(Dataset extract):
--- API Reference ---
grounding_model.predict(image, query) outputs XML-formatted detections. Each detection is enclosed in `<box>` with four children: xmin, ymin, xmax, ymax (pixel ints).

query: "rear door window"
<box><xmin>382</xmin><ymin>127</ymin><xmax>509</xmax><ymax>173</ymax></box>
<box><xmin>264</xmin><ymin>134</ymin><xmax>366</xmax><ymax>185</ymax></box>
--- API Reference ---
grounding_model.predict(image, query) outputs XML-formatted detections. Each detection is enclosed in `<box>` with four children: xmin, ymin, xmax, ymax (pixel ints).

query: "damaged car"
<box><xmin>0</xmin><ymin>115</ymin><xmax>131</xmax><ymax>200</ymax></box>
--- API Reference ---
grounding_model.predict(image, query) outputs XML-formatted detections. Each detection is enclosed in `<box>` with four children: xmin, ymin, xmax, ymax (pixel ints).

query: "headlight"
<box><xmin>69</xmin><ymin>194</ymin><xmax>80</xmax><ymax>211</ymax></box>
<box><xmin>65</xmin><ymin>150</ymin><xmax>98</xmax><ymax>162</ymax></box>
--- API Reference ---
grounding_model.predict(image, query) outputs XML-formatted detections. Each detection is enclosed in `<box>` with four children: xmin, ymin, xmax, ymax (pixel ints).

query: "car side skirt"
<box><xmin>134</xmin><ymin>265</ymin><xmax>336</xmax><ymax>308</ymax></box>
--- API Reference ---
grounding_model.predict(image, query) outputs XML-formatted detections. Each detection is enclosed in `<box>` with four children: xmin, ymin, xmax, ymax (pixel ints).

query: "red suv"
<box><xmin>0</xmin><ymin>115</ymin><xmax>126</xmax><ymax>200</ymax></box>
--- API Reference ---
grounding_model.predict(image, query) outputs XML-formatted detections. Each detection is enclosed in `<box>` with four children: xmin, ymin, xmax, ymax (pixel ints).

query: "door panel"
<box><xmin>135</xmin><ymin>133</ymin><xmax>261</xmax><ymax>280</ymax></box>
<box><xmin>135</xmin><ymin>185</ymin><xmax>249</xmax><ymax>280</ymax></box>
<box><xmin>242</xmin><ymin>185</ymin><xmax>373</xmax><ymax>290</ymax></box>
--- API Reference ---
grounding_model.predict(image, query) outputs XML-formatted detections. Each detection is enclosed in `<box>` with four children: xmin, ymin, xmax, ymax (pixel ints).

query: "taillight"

(Exercise goal): Print the material above once more, exactly.

(Answer for this exercise):
--- API Reference ---
grounding_model.predict(image, query) outputs XML-formatted detections. Each detection is enclosed in `<box>` with four children: xmin, ymin, xmax, ymax (pixel ints).

query: "rear door window"
<box><xmin>382</xmin><ymin>127</ymin><xmax>509</xmax><ymax>173</ymax></box>
<box><xmin>264</xmin><ymin>134</ymin><xmax>366</xmax><ymax>185</ymax></box>
--- API Reference ---
grounding_model.predict(image, query) outputs XML-formatted detections. Each detection is enclosed in `<box>` with four children: xmin, ymin, xmax, ymax (pixel ints).

query: "damaged car"
<box><xmin>0</xmin><ymin>115</ymin><xmax>131</xmax><ymax>200</ymax></box>
--- API Reference ---
grounding_model.predict(image, query) outputs XML-formatted detections. Each detection is enclosed in `<box>` with four children: xmin, ymin, xmax, ymax (pixel ints).

query: "headlight"
<box><xmin>69</xmin><ymin>194</ymin><xmax>80</xmax><ymax>211</ymax></box>
<box><xmin>65</xmin><ymin>150</ymin><xmax>98</xmax><ymax>162</ymax></box>
--- API Reference ---
grounding_model.predict(image, query) outputs XML-formatted detections. Each detection is enclosed in `<box>` with four children: xmin, ymin, xmax, ymax (pixel ints).

query: "car side skirt"
<box><xmin>134</xmin><ymin>265</ymin><xmax>336</xmax><ymax>308</ymax></box>
--- API Reference ---
grounding_model.predict(image, query) outputs XML-formatted detections. Each detection is enclosed in `<box>` with four children: xmin, ymin, xmax, ymax (pixel ints).

query: "red suv"
<box><xmin>0</xmin><ymin>115</ymin><xmax>126</xmax><ymax>200</ymax></box>
--- API Reference ---
grounding_model.predict(image, query) outputs XML-formatted detections. Each detection is enclosed in `<box>` with four children: xmin, ymin, xmax, ymax (pixel ints).

query: "door panel"
<box><xmin>135</xmin><ymin>133</ymin><xmax>261</xmax><ymax>280</ymax></box>
<box><xmin>135</xmin><ymin>185</ymin><xmax>249</xmax><ymax>280</ymax></box>
<box><xmin>242</xmin><ymin>185</ymin><xmax>373</xmax><ymax>290</ymax></box>
--- API Reference ---
grounding_model.predict(image, query) outputs XML-formatted detections. Each detection is enclosed in `<box>` with four children: xmin, ymin, xmax, ymax (pixel ints).

query: "taillight"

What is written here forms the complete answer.